▶ **GIVEN REQUEST**
Rewrite the items below with every "game-film review" swapped for "sports video review", and leave everything else unchanged.
########
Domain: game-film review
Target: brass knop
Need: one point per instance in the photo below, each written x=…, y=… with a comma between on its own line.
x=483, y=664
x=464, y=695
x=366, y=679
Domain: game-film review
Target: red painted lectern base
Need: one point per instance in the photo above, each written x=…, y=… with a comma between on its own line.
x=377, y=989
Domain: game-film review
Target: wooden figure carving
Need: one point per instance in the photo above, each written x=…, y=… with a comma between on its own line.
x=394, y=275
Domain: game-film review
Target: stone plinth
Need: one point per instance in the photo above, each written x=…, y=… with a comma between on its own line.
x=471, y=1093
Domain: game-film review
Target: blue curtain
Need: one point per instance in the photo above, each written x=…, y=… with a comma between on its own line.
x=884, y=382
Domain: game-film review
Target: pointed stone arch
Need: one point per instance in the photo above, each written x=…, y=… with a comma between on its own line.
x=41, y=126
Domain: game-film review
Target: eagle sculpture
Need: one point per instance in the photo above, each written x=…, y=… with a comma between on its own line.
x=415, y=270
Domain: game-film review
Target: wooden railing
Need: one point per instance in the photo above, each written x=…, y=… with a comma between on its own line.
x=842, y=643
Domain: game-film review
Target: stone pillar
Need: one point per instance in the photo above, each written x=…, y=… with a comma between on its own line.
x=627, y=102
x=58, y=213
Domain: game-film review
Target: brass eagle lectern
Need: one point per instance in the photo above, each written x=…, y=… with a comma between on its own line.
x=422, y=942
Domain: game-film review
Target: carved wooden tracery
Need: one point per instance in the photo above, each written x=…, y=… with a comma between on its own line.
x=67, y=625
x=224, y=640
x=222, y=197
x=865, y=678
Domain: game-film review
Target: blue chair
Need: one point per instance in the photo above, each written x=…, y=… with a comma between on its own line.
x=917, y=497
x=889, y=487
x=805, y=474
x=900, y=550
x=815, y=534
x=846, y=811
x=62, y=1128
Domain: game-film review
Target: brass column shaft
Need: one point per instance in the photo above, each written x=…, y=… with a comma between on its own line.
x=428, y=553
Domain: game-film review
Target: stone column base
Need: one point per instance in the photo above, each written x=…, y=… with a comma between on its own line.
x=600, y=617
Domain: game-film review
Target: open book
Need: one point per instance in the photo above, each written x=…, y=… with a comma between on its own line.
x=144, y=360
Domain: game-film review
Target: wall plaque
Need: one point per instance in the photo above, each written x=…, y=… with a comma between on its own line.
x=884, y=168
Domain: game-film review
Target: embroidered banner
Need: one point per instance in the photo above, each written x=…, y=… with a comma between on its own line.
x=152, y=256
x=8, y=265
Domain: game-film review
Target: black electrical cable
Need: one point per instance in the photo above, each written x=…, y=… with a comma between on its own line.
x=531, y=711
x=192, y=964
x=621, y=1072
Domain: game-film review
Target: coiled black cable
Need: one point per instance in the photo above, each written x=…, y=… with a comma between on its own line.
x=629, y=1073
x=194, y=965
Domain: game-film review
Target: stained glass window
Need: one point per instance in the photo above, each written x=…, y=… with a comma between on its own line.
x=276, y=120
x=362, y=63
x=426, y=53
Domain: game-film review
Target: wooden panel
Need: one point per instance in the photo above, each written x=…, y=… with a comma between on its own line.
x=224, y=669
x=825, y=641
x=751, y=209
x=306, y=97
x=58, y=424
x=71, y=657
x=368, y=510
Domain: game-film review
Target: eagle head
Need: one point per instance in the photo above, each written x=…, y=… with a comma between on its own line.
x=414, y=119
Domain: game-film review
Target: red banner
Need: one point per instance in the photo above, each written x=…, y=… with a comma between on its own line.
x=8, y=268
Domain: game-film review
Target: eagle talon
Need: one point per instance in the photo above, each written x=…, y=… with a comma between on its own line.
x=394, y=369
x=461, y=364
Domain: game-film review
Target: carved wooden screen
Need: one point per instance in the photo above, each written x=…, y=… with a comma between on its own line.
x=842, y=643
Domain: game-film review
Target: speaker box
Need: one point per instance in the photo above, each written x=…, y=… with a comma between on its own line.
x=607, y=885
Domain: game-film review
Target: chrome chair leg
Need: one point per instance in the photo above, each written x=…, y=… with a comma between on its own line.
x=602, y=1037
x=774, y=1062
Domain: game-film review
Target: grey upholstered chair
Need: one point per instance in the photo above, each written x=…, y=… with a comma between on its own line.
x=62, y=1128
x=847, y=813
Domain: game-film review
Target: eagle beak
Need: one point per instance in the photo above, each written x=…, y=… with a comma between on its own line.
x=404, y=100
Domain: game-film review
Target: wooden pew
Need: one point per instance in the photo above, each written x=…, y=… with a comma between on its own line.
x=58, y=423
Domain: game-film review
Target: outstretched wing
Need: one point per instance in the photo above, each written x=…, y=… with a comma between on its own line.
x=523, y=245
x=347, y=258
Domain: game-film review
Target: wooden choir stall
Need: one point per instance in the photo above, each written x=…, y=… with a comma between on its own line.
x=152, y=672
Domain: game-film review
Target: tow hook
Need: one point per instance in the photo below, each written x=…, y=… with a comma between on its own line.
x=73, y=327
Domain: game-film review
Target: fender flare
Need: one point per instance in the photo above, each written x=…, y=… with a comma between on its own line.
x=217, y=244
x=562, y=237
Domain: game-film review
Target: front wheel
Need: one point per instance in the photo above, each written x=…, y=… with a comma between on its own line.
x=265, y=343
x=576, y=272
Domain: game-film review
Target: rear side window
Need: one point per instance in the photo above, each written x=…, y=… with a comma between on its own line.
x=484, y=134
########
▶ **SOLUTION TO THE PROBLEM**
Domain: sports video review
Target: brass knop
Need: one point per instance in the photo below, each written x=…, y=… with a comma between on its own line.
x=483, y=664
x=464, y=695
x=366, y=679
Domain: sports video review
Target: red painted lectern base
Need: one point per instance in the photo above, each written x=…, y=… with a comma between on its own line.
x=377, y=989
Domain: sports video review
Target: wooden figure carving
Need: one point per instance in the photo above, each written x=…, y=… with a comma between on its own line.
x=394, y=275
Domain: sports video review
Target: stone plinth
Need: one point per instance in the photo above, each written x=…, y=… with a comma between on its own line.
x=471, y=1093
Domain: sports video review
Target: blue curtain
Need: one point per instance in the photo above, each written x=…, y=… with a comma between on its own line.
x=884, y=382
Domain: sports video review
Target: pointed stone arch
Need: one point per instance in the photo above, each written x=…, y=… with a comma between on its own line.
x=41, y=126
Domain: sports video review
Target: eagle sculpture
Need: one point per instance in the photo above, each written x=…, y=… with a comma between on its own line.
x=415, y=270
Domain: sports video review
Target: wooden railing
Need: one point per instance in the photo above, each written x=…, y=… with a comma between on its own line.
x=842, y=643
Domain: sports video review
Target: stone pillar
Need: one point per instance in the photo above, each written x=…, y=… with a comma between on its own line.
x=627, y=102
x=58, y=213
Domain: sports video review
Target: brass eagle lectern
Need: one point per instance in the photo above, each written x=…, y=… with a comma between on its own line.
x=422, y=942
Domain: sports video review
Target: carved wooden tracery
Need: one point per instance in the photo above, each written x=…, y=… with a comma between on its own line.
x=67, y=625
x=224, y=640
x=222, y=197
x=865, y=678
Domain: sports video review
Target: blue chair
Need: one point per instance in the photo above, each written x=…, y=… with a comma between on its own line.
x=917, y=497
x=889, y=487
x=805, y=474
x=900, y=550
x=815, y=534
x=846, y=811
x=62, y=1128
Domain: sports video review
Target: brass column shaft
Need: one point per instance in the photo above, each written x=…, y=… with a comma between on its own line.
x=428, y=553
Domain: sports video review
Target: stone column base
Need: one point per instance in the photo above, each written x=…, y=… with a comma between on its own line.
x=600, y=617
Domain: sports video review
Target: open book
Need: one point per instance in the photo above, each written x=…, y=… with a comma between on its own line.
x=144, y=360
Domain: sports video review
Target: wall plaque
Need: one point per instance in the photo above, each written x=…, y=… with a comma between on its own line.
x=884, y=168
Domain: sports video review
Target: embroidered banner
Need: one point per instance in the photo above, each written x=…, y=… with a comma between on its own line.
x=152, y=256
x=8, y=265
Domain: sports video review
Target: black electrical cable
Need: one point per instance in the photo above, each written x=…, y=… with a comma between on its own line.
x=531, y=711
x=192, y=964
x=621, y=1072
Domain: sports video review
Target: coiled black cable
Need: one point per instance in the photo above, each written x=…, y=… with a comma between on its own line.
x=629, y=1073
x=194, y=965
Domain: sports video review
Target: stained glass window
Need: one point per instance in the photo above, each written x=…, y=… with a comma between on its own line.
x=276, y=120
x=362, y=63
x=426, y=53
Domain: sports video review
Target: wooden panel
Need: one point per instance in the photo above, each written x=…, y=… with a comma between on its own line.
x=224, y=669
x=825, y=641
x=751, y=209
x=306, y=97
x=58, y=424
x=71, y=657
x=368, y=510
Domain: sports video review
Target: eagle head
Need: one point per instance in the photo above, each written x=…, y=… with a comma between on its own line.
x=414, y=119
Domain: sports video review
Target: red banner
Need: one point per instance in the photo above, each written x=…, y=… with a comma between on its own line.
x=8, y=268
Domain: sports video review
Target: eagle talon
Need: one point per instance in the photo above, each written x=…, y=… with a comma between on its own line.
x=394, y=369
x=461, y=364
Domain: sports video review
Target: carved wooden screen
Need: one point per instance in the photo above, each written x=…, y=… with a comma between on its own line.
x=842, y=643
Domain: sports video review
Target: speaker box
Need: one point per instance in the photo above, each written x=…, y=… with a comma between on its own line.
x=607, y=885
Domain: sports video review
Target: chrome chair leg
Need: one point per instance in the photo above, each written x=…, y=… with a comma between on its own line.
x=602, y=1037
x=774, y=1062
Domain: sports video review
Target: grey upholstered chair
Need: one point per instance in the photo above, each written x=…, y=… with a comma between on its own line.
x=62, y=1128
x=847, y=813
Domain: sports video review
Target: eagle beak
Need: one point per instance in the photo above, each written x=…, y=… with a comma between on its own line.
x=404, y=100
Domain: sports video review
Target: wooden pew
Need: one point per instance in the photo above, each written x=…, y=… with a comma between on its own line.
x=58, y=423
Domain: sports video review
Target: outstretched wing
Need: one point per instance in the photo above, each written x=…, y=… with a comma between on its own line.
x=523, y=245
x=347, y=258
Domain: sports video review
Target: wooden choir stall
Need: one point per instance in the photo above, each written x=…, y=… with a comma between on its own line.
x=152, y=672
Domain: sports video review
Target: tow hook
Need: one point per instance in the photo below, each written x=…, y=… with a comma between on its own line.
x=73, y=327
Domain: sports video review
Target: fender flare
Need: one point per instance in the photo above, each written x=…, y=… with a comma between on its own line.
x=217, y=244
x=562, y=237
Domain: sports video review
Target: front wheel
Need: one point per instance in the photo above, each written x=…, y=… with a comma between on its own line.
x=265, y=343
x=576, y=272
Domain: sports video review
Target: rear side window
Need: one point per instance in the photo above, each written x=…, y=… with a comma between on its own line.
x=484, y=134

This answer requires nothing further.